Location identification entries:
──────

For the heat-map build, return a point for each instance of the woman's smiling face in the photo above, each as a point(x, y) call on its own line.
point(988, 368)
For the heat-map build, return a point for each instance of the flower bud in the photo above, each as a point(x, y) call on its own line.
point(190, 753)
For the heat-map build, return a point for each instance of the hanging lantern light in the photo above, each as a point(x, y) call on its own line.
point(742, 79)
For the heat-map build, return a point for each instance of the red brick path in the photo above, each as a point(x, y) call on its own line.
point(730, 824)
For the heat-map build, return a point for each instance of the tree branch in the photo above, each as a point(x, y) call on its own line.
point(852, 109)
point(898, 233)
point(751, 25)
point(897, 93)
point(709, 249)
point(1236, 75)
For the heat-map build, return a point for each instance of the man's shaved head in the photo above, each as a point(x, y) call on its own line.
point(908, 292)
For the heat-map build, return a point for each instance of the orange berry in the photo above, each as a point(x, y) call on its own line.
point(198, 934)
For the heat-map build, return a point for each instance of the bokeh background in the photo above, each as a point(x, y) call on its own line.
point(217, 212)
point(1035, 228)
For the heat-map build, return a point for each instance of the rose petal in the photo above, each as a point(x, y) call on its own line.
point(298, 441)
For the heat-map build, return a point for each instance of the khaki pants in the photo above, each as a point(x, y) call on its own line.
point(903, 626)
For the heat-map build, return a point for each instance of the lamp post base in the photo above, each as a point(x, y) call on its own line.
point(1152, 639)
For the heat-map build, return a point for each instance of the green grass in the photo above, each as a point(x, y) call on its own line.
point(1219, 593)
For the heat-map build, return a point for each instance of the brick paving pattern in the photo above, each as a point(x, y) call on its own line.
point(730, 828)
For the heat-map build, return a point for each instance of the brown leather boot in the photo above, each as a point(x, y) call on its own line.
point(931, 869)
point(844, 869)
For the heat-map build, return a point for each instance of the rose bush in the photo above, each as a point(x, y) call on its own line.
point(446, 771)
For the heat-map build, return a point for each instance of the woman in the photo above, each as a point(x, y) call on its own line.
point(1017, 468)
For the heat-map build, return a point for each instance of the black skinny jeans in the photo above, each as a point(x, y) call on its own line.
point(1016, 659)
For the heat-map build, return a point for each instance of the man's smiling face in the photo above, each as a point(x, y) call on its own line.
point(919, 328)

──────

THE REQUEST: Can you update these lines so that every "heat-map build" becomes "density map", with nothing else changed?

SOLVED PROBLEM:
For the density map, return a point for each instance of the woman's smiling face in the photo above, each as a point(x, y) call on its own line.
point(988, 368)
For the density map, return a point for each instance of the flower bud in the photo above, each as a point(x, y) call on its own line.
point(190, 753)
For the density map, return a point for each instance of the hanging lantern light in the photo above, each as a point(x, y) call on its own line.
point(742, 79)
For the density map, return a point for each instance of the red brick path in the photo above, each as a point(x, y) call on its own line.
point(730, 824)
For the density map, return a point for each instance of the tree branch in the photo above, each as a point(x, y) call on its own line.
point(852, 109)
point(898, 233)
point(751, 25)
point(897, 93)
point(709, 249)
point(1236, 75)
For the density map, return a point for each instance of the man's shaved head in the photo above, each as a point(x, y) call on its own line.
point(908, 292)
For the density map, return a point for each instance of the orange berry in the photo above, each as a point(x, y) call on its own line.
point(198, 934)
For the density map, return a point for each instance of the bokeh background in the photo above, each as a point(x, y) call on its own line.
point(217, 212)
point(1035, 228)
For the density map, return a point for each instance of the rose petal in the photo above, each as a point(x, y) call on its own line.
point(298, 441)
For the density map, return a point for each instance of the khaki pants in the photo above, each as a point(x, y) call on its own line.
point(903, 626)
For the density map, return a point for each instance of the lamp post base in the photo above, each as a point(x, y) call on its own line.
point(1152, 639)
For the density map, return a point for each instance of the green grass in the photo above, each as a point(x, y) call on its own line.
point(1219, 593)
For the density map, return a point for each instance of the brick paving pattern in the photo above, each as a point(x, y) call on its own line.
point(730, 828)
For the density map, return a point for each instance of the brown leather boot in the photo above, each as a point(x, y) call on its own line.
point(931, 869)
point(844, 869)
For the density map, return a point for each instance of the rose bush in the photo above, each as a point(x, y) call on its own line.
point(446, 771)
For the density map, return a point for each instance of the woman in the photo above, each as a point(x, y) call on its own line.
point(1017, 468)
For the density map, return a point for each instance of the black skinny jeans in the photo above, each as a point(x, y) call on its own line.
point(1016, 659)
For the density map, return a point for each instance of the man's smiling face in the photo above, each as a point(x, y) call on its own line.
point(919, 328)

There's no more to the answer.